Problem to work on
Copy in full every line of the material below that contains the string "white". Matching is case-sensitive.

-------------------------

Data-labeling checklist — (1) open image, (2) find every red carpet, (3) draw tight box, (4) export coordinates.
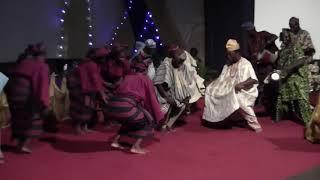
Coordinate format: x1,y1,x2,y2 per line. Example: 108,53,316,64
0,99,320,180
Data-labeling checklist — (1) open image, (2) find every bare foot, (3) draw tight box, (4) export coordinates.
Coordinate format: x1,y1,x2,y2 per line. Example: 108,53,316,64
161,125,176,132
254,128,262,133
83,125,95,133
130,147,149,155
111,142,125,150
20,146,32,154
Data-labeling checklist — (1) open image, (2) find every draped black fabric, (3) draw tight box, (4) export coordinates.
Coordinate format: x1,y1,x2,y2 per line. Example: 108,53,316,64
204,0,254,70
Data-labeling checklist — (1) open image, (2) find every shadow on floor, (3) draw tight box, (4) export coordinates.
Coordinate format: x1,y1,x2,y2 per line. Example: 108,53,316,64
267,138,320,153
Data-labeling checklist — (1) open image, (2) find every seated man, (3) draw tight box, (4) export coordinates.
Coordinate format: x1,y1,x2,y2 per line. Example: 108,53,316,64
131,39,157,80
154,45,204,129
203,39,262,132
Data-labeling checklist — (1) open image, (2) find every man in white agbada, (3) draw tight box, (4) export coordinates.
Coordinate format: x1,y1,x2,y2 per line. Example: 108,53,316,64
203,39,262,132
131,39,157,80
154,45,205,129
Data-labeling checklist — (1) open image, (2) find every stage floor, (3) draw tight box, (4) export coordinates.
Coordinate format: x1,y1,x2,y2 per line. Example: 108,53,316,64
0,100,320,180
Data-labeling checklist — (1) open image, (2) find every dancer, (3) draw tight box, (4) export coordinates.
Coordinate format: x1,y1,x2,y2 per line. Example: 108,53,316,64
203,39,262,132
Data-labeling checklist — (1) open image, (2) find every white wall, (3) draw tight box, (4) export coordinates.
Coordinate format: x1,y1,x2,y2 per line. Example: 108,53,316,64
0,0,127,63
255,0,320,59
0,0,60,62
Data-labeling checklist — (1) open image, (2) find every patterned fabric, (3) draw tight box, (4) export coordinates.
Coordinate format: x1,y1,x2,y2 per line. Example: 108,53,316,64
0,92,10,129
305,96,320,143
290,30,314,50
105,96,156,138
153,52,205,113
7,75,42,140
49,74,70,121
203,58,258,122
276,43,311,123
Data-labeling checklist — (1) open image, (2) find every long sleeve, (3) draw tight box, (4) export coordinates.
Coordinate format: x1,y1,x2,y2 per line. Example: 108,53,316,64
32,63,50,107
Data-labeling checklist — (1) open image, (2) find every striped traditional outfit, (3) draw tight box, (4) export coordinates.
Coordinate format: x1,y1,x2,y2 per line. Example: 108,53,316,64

-------------------------

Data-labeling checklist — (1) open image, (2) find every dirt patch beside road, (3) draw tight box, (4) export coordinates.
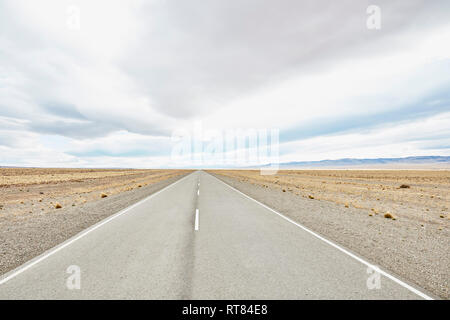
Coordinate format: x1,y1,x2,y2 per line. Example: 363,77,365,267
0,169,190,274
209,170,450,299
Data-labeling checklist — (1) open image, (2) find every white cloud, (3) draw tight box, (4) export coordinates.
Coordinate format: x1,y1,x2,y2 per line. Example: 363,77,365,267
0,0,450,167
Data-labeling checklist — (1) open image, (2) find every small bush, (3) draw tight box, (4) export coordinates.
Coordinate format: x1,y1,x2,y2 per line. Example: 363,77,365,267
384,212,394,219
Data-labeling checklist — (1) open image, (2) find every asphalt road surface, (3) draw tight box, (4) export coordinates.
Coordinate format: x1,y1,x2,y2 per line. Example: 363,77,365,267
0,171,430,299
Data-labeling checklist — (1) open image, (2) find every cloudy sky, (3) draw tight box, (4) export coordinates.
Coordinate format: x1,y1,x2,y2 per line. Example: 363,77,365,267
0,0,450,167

-------------------------

Expected output
Data-labeling checklist — (1) open image, (2) find every man in white agbada, (3) draw tight box, (4) export coordinates.
Data-labeling checklist — (1) open image, (2) find every white wall, (3) draw tight box, (4) export coordinates.
Data-labeling checklist — (1) open image, (2) find every white cloud, (3) draw tight box, (4) export coordinates.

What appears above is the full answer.